> _PROBLEM REQUIREMENTS_:
Output every line of the data exactly as it appears.

> _ENTRIES SHOWN_:
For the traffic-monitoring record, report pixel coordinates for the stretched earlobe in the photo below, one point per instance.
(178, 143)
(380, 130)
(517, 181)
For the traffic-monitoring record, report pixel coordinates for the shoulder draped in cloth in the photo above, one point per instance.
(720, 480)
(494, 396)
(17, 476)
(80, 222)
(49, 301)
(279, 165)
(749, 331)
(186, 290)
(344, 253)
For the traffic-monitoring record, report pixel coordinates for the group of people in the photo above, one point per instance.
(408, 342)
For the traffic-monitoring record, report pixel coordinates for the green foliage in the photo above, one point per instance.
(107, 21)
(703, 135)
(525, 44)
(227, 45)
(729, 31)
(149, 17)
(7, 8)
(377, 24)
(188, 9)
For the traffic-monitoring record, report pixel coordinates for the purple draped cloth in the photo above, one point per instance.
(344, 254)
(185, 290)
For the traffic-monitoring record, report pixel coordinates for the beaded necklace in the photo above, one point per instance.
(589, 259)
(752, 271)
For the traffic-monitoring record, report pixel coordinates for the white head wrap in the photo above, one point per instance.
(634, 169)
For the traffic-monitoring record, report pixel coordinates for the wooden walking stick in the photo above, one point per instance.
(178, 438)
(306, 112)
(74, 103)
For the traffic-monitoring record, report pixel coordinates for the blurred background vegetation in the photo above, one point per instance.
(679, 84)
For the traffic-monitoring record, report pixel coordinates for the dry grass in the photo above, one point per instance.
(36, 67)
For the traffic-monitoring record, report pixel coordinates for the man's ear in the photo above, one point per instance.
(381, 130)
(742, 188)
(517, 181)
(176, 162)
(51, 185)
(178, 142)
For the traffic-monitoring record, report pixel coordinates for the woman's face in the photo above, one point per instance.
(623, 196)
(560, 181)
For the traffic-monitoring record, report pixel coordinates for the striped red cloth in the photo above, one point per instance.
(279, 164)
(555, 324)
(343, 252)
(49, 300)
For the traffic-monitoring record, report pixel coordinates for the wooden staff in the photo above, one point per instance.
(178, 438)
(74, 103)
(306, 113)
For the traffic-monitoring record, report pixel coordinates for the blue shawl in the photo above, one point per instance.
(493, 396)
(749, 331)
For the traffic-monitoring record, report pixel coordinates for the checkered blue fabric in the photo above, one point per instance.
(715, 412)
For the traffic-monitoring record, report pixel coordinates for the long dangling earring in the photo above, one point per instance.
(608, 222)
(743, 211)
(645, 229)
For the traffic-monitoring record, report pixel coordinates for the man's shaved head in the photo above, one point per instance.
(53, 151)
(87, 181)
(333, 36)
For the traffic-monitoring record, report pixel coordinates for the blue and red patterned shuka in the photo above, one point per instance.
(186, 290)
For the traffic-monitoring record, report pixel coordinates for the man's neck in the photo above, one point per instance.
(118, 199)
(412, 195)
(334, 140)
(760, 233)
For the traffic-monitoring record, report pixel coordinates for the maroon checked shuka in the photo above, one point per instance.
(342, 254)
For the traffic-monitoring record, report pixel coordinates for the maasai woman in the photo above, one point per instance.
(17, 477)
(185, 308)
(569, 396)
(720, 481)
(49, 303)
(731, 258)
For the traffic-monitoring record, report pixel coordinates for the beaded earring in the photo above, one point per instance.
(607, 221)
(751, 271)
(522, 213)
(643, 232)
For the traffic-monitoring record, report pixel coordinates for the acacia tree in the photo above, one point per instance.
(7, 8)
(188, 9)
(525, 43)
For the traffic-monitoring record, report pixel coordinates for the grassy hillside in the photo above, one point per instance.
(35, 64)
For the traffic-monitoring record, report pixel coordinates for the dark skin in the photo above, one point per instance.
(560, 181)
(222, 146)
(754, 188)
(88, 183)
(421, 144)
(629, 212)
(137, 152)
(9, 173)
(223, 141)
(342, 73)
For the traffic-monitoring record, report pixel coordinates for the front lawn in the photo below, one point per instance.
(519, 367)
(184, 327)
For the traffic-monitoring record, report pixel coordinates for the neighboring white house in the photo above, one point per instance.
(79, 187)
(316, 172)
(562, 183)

> _SOLUTION_:
For the traffic-monitoring record, report pixel coordinates for the stretched earlobe in the photo below, one point per instance.
(178, 143)
(380, 130)
(517, 181)
For the traffic-monitoring record, report pixel coordinates for the shoulder draped in cloth in the photo above, one point per instance.
(720, 480)
(494, 396)
(17, 476)
(80, 222)
(49, 301)
(279, 165)
(749, 331)
(186, 290)
(344, 253)
For the traffic-monitoring record, report pixel coordinates for the group of people in the photo above, one point per instance.
(408, 342)
For the traffic-monitoring record, report pixel coordinates for the green foliage in the photo above, one point per instance.
(107, 21)
(703, 135)
(525, 44)
(227, 45)
(729, 31)
(149, 17)
(7, 8)
(377, 24)
(188, 9)
For the traffic-monitoring record, report pixel coordinates for the purple draped cloth in the photo above, one point per instance.
(344, 254)
(185, 290)
For the traffic-monitoring record, report pixel coordinates for the beaded necklace in the photo above, one point per instance.
(589, 259)
(752, 271)
For the traffic-monitoring record, report pixel coordinates for the white head wrap in the photo above, one point per instance.
(634, 169)
For the traffic-monitoring record, report pixel coordinates for the wooden walking stick in the photo above, one point per instance.
(178, 438)
(306, 112)
(74, 103)
For the traffic-monitoring record, report pixel coordinates for the blurred background vegetation in the photo above, one point per instance.
(679, 84)
For the traffic-monitoring record, report pixel coordinates for the dry grass in the photo above, one point per instance.
(36, 67)
For the traffic-monitoring record, report pixel coordinates for the man's ear in the photo above, one point per instance.
(381, 130)
(742, 188)
(517, 181)
(176, 162)
(51, 185)
(178, 142)
For the traffic-monitoring record, report pixel coordinates for the woman's face in the photo above, one point per instance.
(623, 196)
(560, 181)
For the traffic-monitoring record, report pixel coordinates for the striped red cloth in the photo above, one point per instance.
(279, 164)
(555, 324)
(343, 252)
(49, 300)
For the traffic-monitoring record, report pixel coordinates for the wooden staff in the photo above, one point per instance.
(178, 438)
(74, 103)
(306, 113)
For the traffic-monitoring record, report pixel coordinates for the blue shawl in the photo above, one point per instance.
(493, 396)
(749, 331)
For the traffic-monitoring record, report pixel coordinates for the checkered blue fabric in the photo above, one point per instance.
(715, 412)
For the traffic-monitoring record, report pixel coordinates for the long dangling earring in the photo above, one point per instance.
(608, 222)
(743, 211)
(645, 229)
For the traffic-monitoring record, report pixel coordinates for the man's shaved head in the photo above, one point per instance.
(53, 151)
(87, 181)
(333, 36)
For the traffic-monitoring record, report pixel coordinates for the blue and red patterned shuka in the photo above, one point per instance.
(186, 290)
For the traffic-monitoring record, report pixel coordinates for the man's neck in the photo above, one point per instance.
(118, 199)
(412, 195)
(334, 140)
(760, 233)
For the traffic-monitoring record, report pixel coordinates for the maroon checked shuka in the photo above, one point per instance.
(342, 254)
For the traffic-monitoring record, report pixel coordinates for the maasai woman in the photo above, one point per instance.
(17, 477)
(185, 308)
(569, 396)
(720, 481)
(49, 303)
(731, 258)
For the traffic-monitoring record, report pixel coordinates for the beaded earring in the photo above, one point per instance.
(607, 221)
(751, 271)
(522, 213)
(643, 232)
For the traffic-monitoring record, report pixel coordinates for the acacia tree in the photo above, one point per instance.
(7, 8)
(188, 9)
(525, 43)
For the traffic-monitoring record, report pixel coordinates for the grassy hillside in the photo above, one point per instance.
(35, 64)
For the traffic-monitoring record, report pixel coordinates for the dark skin in the photo above, one point per instance.
(560, 181)
(222, 146)
(754, 188)
(88, 183)
(421, 144)
(629, 212)
(137, 152)
(9, 173)
(223, 141)
(342, 73)
For the traffic-monitoring record, report pixel coordinates for the front lawn in the photo below, one point per instance.
(519, 367)
(184, 327)
For the traffic-monitoring record, report pixel coordinates for the neighboring white house in the photo above, one point per instance.
(79, 187)
(316, 172)
(562, 183)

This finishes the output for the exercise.